> Excerpt
※

Qualified immunity shields government actors from civil damages unless their
conduct violates “clearly established statutory or constitutional rights of which a
reasonable person would have known.” Pearson v. Callahan, 555 U.S. 223, 231 (2009).
The doctrine balances “the need to hold public officials accountable when they exercise
power irresponsibly” with “the need to shield officials from harassment, distraction, and
liability when they perform their duties reasonably.” Id. Put another way, qualified
immunity exists to prevent overdeterrence by ensuring that officials do not shy away
from their duties and that they have fair notice of liability. Scheuer v. Rhodes, 416 U.S.
232, 240 (1974); Harlow v. Fitzgerald, 457 U.S. 800 (1982). To avoid undue interference
with their duties, public officials have the right—within reason—to make the wrong call.

※

Continue the passage on qualified immunity from its last sentence, the one about public officials' right to make the wrong call.

※

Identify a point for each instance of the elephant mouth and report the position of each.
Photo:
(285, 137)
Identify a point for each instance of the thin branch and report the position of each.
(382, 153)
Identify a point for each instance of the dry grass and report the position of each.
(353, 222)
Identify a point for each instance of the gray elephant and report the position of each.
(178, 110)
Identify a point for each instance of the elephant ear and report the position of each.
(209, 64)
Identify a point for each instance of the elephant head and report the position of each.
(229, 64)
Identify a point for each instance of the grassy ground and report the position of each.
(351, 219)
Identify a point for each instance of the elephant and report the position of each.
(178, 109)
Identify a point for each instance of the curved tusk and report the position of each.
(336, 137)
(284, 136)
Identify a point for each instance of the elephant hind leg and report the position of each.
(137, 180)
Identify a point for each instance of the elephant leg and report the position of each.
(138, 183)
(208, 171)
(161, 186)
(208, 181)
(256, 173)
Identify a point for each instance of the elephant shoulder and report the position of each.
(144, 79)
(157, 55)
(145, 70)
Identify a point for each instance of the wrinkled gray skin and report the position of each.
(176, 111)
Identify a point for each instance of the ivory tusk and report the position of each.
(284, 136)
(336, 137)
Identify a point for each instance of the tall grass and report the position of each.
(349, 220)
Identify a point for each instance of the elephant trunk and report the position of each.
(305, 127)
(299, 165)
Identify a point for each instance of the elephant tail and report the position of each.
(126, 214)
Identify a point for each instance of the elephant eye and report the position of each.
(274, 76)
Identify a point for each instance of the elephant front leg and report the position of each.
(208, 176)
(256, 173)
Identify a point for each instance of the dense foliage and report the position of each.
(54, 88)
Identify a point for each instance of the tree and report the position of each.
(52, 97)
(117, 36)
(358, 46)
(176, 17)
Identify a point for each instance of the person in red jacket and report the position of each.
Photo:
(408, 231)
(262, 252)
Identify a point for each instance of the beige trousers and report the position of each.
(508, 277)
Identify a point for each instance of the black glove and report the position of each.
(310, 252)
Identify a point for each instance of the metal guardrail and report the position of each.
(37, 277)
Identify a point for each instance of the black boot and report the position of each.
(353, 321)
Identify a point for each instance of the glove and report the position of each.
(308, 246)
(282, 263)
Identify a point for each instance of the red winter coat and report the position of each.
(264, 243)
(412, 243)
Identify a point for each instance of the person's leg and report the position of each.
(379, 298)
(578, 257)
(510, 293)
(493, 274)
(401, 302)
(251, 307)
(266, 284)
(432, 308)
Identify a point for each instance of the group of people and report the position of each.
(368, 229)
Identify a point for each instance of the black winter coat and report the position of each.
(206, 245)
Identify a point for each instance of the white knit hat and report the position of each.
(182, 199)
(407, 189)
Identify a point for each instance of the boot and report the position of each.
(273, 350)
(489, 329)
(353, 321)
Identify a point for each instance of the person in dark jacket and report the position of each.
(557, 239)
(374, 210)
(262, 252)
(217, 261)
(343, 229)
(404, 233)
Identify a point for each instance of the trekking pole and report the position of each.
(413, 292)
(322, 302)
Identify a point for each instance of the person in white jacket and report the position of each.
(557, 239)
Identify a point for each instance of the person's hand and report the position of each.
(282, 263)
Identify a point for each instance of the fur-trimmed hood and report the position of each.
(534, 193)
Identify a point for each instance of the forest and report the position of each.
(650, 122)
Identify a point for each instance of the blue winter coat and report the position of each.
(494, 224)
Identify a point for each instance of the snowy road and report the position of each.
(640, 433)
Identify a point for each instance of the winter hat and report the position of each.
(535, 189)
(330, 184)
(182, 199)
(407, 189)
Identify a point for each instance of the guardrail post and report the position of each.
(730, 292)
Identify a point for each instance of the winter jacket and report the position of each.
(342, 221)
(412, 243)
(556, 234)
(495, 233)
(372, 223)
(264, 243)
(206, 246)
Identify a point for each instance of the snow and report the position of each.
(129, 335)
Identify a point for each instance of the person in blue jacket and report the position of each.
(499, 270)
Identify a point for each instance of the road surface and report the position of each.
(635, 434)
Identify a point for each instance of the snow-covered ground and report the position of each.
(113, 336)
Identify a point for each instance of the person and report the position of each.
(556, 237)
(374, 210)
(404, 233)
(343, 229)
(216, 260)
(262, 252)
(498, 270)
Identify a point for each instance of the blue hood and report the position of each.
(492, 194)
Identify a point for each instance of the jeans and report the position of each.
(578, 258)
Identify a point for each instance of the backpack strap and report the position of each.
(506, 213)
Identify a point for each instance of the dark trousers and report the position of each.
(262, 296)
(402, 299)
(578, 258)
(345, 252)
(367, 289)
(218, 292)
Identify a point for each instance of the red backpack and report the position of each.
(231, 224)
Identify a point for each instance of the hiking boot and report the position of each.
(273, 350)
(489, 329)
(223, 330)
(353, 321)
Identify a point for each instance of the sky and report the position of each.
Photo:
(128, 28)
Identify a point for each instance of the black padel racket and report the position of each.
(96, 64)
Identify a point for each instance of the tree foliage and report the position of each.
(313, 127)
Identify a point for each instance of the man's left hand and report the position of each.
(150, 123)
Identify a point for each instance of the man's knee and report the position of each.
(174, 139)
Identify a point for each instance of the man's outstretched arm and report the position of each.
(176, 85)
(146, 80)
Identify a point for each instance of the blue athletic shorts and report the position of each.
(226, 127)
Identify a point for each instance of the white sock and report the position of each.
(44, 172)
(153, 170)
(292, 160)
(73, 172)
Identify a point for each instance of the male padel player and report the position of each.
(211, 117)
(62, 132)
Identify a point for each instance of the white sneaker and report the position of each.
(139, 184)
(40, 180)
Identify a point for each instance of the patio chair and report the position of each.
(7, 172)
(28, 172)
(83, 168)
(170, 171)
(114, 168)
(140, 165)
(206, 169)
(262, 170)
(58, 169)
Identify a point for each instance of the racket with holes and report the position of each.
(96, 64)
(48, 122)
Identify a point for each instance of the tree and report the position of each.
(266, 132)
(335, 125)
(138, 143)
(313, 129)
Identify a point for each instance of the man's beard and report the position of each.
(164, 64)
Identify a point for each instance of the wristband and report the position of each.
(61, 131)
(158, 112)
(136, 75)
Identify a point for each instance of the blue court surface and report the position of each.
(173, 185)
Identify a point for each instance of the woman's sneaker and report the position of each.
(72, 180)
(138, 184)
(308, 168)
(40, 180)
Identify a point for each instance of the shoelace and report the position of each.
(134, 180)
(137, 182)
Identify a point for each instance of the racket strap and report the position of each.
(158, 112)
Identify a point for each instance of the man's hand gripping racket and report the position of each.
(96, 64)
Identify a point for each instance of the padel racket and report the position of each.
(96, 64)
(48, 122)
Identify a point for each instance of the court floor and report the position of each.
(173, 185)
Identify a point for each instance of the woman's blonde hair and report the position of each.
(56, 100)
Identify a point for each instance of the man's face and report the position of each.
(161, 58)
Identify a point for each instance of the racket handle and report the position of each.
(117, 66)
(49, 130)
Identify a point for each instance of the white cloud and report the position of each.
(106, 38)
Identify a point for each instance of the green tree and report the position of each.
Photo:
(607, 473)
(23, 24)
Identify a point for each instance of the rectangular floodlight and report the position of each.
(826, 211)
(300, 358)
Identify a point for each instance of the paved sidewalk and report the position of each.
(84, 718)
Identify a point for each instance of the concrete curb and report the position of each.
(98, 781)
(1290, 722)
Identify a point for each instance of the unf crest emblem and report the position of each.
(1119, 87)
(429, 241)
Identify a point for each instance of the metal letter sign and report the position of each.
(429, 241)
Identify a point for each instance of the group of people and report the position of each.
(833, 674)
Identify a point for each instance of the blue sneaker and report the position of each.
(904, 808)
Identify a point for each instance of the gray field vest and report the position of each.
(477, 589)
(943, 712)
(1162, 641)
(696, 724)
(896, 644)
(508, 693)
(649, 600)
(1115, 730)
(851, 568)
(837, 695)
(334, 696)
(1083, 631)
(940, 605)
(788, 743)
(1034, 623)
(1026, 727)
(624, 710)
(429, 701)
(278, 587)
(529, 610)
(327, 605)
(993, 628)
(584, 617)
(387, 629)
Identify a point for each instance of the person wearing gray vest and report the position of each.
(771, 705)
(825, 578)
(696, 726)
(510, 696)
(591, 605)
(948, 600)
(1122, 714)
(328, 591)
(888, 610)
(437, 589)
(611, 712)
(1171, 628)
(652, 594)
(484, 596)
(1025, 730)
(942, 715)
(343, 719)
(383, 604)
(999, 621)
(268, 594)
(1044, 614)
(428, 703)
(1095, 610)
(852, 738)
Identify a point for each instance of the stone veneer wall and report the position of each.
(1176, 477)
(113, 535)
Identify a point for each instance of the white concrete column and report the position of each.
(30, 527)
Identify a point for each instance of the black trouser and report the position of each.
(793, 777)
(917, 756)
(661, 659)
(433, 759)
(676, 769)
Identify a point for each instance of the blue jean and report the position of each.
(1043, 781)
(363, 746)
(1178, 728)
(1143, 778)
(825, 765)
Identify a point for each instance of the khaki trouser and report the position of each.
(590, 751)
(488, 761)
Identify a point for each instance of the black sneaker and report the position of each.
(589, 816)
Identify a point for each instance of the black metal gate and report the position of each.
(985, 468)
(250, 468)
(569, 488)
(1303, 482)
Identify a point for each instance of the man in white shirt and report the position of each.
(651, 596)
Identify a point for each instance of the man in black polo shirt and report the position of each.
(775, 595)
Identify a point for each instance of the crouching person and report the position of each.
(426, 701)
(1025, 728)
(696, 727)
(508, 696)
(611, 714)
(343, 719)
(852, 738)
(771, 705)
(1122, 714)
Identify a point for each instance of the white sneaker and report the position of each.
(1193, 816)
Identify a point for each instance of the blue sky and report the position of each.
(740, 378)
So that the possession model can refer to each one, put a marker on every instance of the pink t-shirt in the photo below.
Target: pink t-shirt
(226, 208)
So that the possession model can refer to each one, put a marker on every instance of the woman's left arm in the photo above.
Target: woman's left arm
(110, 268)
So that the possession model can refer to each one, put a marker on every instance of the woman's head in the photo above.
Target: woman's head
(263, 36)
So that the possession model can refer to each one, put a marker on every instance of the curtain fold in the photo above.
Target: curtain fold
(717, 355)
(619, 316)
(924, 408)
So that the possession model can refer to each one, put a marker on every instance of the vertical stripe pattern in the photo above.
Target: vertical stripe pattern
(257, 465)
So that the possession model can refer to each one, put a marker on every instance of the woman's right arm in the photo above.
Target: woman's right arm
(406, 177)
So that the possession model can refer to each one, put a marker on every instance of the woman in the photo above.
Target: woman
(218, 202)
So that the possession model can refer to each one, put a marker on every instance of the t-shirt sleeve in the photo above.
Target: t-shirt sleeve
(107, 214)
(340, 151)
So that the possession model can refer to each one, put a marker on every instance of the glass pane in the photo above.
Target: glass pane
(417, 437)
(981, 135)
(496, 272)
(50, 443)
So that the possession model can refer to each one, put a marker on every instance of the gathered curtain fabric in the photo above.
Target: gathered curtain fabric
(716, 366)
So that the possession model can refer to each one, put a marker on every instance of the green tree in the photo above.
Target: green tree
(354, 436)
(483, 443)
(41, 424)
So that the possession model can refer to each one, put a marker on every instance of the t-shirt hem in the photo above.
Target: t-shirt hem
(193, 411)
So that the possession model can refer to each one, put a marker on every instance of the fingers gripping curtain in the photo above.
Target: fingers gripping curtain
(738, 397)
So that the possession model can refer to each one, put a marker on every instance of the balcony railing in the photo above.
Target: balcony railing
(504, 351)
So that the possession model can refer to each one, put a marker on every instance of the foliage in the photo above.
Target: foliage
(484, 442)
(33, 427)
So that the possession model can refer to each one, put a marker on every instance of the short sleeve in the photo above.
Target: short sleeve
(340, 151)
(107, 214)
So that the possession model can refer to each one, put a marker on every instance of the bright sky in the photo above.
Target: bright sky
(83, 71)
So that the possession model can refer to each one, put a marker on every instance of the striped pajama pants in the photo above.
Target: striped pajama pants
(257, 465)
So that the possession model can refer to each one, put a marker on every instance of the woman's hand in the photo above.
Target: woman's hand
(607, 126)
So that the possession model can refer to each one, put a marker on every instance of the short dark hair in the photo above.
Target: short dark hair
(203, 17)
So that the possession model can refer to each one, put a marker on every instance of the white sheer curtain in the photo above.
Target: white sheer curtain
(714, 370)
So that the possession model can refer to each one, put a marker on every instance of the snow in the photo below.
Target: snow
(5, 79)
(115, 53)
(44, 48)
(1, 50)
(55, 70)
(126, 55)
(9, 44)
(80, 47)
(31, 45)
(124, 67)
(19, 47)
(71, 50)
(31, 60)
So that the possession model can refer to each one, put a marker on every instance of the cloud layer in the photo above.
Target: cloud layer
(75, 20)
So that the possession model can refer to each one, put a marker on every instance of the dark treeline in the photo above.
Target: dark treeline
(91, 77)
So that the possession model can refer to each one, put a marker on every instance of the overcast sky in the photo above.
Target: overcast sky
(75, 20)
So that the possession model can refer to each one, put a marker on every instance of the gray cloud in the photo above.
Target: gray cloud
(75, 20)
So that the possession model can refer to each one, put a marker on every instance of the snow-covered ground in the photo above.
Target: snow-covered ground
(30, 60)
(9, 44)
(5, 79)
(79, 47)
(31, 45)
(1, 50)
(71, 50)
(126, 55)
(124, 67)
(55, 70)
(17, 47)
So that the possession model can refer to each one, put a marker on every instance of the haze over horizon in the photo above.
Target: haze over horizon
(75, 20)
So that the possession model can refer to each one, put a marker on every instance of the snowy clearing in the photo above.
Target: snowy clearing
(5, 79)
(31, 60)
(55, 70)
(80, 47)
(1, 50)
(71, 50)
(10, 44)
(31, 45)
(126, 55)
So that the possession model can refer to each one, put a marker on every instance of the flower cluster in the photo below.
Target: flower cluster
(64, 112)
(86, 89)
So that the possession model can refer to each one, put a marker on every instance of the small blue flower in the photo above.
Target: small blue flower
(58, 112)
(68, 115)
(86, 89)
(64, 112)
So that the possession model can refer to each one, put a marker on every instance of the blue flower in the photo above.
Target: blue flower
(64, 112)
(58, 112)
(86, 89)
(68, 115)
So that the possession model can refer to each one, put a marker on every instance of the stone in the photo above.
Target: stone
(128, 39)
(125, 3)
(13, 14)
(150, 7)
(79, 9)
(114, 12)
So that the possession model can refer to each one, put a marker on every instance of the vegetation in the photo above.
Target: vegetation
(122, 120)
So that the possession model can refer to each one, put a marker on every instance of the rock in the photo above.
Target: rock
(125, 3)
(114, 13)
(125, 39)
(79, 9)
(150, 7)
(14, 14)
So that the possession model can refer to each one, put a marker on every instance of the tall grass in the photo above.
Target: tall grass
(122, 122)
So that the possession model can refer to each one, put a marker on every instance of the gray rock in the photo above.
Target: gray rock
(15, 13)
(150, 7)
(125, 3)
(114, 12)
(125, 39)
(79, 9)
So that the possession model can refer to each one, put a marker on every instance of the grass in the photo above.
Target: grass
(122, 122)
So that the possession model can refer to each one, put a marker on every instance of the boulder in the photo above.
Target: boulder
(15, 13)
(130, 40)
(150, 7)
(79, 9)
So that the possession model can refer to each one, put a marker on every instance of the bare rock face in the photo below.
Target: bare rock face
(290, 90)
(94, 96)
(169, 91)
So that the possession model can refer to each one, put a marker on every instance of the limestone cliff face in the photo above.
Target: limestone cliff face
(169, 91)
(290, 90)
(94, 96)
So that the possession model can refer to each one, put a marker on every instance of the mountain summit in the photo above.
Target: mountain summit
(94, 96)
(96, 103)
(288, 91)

※

> Response to the exercise
Qualified immunity will operate to protect officials from the “hazy” borders of what is
lawful and unlawful, and shields officers who have “reasonable, but mistaken” views of
the law. Saucier v. Katz, 533 U.S. 194, 205 (2001). In other words, “qualified immunity
gives government officials breathing room to make reasonable but mistaken judgments
about open legal questions,” and will protect “all but the plainly incompetent or those
who knowingly violate the law.” Ashcroft v. al-Kidd, 563 U.S. 731, 743 (2011).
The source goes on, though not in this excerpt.